## To be done
Quote all of the entries word for word.

[Records from a data collection]

+-------+

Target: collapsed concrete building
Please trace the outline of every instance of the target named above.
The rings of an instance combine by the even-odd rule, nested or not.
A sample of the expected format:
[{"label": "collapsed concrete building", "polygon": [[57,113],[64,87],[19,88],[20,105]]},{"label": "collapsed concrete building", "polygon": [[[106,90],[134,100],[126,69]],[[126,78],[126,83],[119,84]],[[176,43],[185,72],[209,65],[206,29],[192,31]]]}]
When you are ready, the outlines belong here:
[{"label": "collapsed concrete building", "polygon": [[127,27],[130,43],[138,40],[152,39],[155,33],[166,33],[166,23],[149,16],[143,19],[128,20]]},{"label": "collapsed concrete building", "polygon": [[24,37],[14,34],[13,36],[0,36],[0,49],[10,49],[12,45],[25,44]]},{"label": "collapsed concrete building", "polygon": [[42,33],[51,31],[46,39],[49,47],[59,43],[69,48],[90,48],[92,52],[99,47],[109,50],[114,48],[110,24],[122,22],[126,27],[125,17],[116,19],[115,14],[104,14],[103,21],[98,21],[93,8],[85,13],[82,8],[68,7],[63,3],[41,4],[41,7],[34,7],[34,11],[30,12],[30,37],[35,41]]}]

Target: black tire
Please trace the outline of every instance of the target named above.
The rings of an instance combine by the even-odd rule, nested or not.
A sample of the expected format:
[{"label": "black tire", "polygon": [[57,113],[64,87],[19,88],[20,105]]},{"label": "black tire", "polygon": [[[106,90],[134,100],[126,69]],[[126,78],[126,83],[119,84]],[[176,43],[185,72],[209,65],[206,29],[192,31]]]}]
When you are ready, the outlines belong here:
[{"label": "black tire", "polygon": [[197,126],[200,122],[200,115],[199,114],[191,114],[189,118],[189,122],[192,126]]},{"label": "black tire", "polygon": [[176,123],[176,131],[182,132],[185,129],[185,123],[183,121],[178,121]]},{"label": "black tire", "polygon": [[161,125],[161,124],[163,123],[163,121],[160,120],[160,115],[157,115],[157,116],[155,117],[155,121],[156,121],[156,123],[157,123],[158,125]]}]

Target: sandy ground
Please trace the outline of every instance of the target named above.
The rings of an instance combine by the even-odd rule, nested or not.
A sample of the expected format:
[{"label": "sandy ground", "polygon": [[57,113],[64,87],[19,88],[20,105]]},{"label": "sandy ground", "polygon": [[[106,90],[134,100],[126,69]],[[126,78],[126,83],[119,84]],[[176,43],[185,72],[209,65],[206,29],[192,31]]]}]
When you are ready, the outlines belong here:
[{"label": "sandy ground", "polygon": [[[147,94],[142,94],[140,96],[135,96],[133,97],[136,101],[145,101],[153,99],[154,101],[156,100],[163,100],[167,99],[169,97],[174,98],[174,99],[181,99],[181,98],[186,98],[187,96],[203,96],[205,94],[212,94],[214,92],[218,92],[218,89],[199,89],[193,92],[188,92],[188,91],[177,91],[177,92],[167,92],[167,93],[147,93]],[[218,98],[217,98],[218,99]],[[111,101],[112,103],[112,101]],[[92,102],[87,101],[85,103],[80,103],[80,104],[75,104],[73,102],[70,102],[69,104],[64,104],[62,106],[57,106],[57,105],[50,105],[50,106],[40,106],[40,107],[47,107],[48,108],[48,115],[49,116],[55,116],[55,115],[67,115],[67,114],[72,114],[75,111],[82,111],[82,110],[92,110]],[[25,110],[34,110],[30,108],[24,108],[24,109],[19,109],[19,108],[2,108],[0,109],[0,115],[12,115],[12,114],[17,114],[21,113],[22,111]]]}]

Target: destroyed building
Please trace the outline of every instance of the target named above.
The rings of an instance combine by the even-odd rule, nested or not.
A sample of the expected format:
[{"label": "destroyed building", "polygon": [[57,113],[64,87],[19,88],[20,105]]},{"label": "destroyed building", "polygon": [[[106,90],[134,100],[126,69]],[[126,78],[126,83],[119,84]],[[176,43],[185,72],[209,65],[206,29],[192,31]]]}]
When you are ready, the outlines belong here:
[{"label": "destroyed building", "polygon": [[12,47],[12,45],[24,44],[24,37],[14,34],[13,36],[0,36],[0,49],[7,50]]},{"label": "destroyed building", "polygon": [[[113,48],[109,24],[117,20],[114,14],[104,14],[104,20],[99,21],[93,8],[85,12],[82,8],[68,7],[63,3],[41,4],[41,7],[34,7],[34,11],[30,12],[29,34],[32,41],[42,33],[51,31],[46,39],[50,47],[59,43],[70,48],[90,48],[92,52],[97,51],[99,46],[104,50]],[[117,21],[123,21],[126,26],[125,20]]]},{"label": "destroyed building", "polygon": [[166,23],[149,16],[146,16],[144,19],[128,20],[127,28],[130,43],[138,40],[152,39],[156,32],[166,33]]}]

+-------+

## Finished answer
Target: collapsed concrete building
Please trace the outline of every instance of the target named above.
The rings of an instance combine by the even-odd rule, nested or not.
A sample of the expected format:
[{"label": "collapsed concrete building", "polygon": [[57,113],[64,87],[19,88],[20,105]]},{"label": "collapsed concrete building", "polygon": [[[106,90],[134,100],[126,69]],[[126,78],[126,83],[119,84]],[[176,43],[185,72],[209,65],[206,29],[192,31]]]}]
When you are ready, the outlines belong here:
[{"label": "collapsed concrete building", "polygon": [[127,27],[130,43],[138,40],[152,39],[155,33],[166,33],[166,23],[149,16],[143,19],[128,20]]},{"label": "collapsed concrete building", "polygon": [[24,37],[14,34],[13,36],[0,36],[0,49],[10,49],[12,45],[25,44]]},{"label": "collapsed concrete building", "polygon": [[42,33],[51,31],[46,39],[49,47],[59,43],[69,48],[90,48],[92,52],[99,47],[109,50],[114,48],[110,24],[122,22],[126,27],[125,17],[116,19],[115,14],[104,14],[103,21],[98,21],[93,8],[85,13],[82,8],[68,7],[63,3],[41,4],[41,7],[34,7],[34,11],[30,12],[30,37],[35,41]]}]

Target: black tire
Please trace the outline of every instance of the target named above.
The rings of an instance combine by the even-odd rule, nested or not.
A sample of the expected format:
[{"label": "black tire", "polygon": [[57,113],[64,87],[19,88],[20,105]]},{"label": "black tire", "polygon": [[[106,90],[134,100],[126,69]],[[126,78],[126,83],[119,84]],[[176,43],[185,72],[209,65],[206,29],[192,31]]]}]
When you are ready, the outlines belong here:
[{"label": "black tire", "polygon": [[197,126],[200,122],[200,115],[199,114],[191,114],[189,118],[189,122],[192,126]]},{"label": "black tire", "polygon": [[176,123],[176,131],[182,132],[185,129],[185,123],[183,121],[178,121]]},{"label": "black tire", "polygon": [[161,125],[161,124],[163,123],[163,121],[160,120],[160,115],[157,115],[157,116],[155,117],[155,121],[156,121],[156,123],[157,123],[158,125]]}]

Target: sandy ground
Please trace the outline of every instance of the target named above.
The rings of an instance combine by the even-odd rule, nested or not.
A sample of the expected format:
[{"label": "sandy ground", "polygon": [[57,113],[64,87],[19,88],[20,105]]},{"label": "sandy ground", "polygon": [[[106,90],[134,100],[126,69]],[[126,78],[126,83],[119,84]],[[176,43],[185,72],[209,65],[206,29],[192,31]]]}]
When you are ready, the outlines belong here:
[{"label": "sandy ground", "polygon": [[[147,94],[142,94],[140,96],[135,96],[133,97],[136,101],[145,101],[153,99],[154,101],[156,100],[163,100],[167,99],[169,97],[174,98],[174,99],[181,99],[181,98],[186,98],[187,96],[203,96],[205,94],[212,94],[214,92],[218,92],[218,89],[199,89],[193,92],[188,92],[188,91],[177,91],[177,92],[167,92],[167,93],[147,93]],[[218,98],[217,98],[218,99]],[[111,101],[112,103],[112,101]],[[92,102],[87,101],[85,103],[80,103],[80,104],[75,104],[73,102],[70,102],[69,104],[64,104],[62,106],[57,106],[57,105],[50,105],[50,106],[40,106],[40,107],[47,107],[48,108],[48,115],[49,116],[55,116],[55,115],[67,115],[67,114],[72,114],[75,111],[82,111],[82,110],[92,110]],[[25,110],[34,110],[30,108],[24,108],[24,109],[19,109],[19,108],[2,108],[0,109],[0,115],[12,115],[12,114],[17,114],[21,113],[22,111]]]}]

Target: destroyed building
Please trace the outline of every instance of the target named above.
The rings of an instance combine by the even-odd rule, nested or not.
A sample of the expected format:
[{"label": "destroyed building", "polygon": [[57,113],[64,87],[19,88],[20,105]]},{"label": "destroyed building", "polygon": [[[106,90],[134,100],[126,69]],[[126,78],[126,83],[119,84]],[[176,43],[185,72],[209,65],[206,29],[192,31]]]}]
When you are ready, the outlines belong here:
[{"label": "destroyed building", "polygon": [[12,47],[12,45],[24,44],[24,37],[14,34],[13,36],[0,36],[0,49],[7,50]]},{"label": "destroyed building", "polygon": [[[113,48],[109,24],[117,20],[114,14],[104,14],[104,20],[99,21],[93,8],[85,12],[82,8],[68,7],[63,3],[41,4],[41,7],[34,7],[34,11],[30,12],[29,34],[32,41],[42,33],[51,31],[46,39],[50,47],[59,43],[70,48],[90,48],[92,52],[97,51],[99,46],[104,50]],[[117,21],[123,21],[126,26],[125,20]]]},{"label": "destroyed building", "polygon": [[166,23],[149,16],[146,16],[144,19],[128,20],[127,28],[130,43],[138,40],[152,39],[156,32],[166,33]]}]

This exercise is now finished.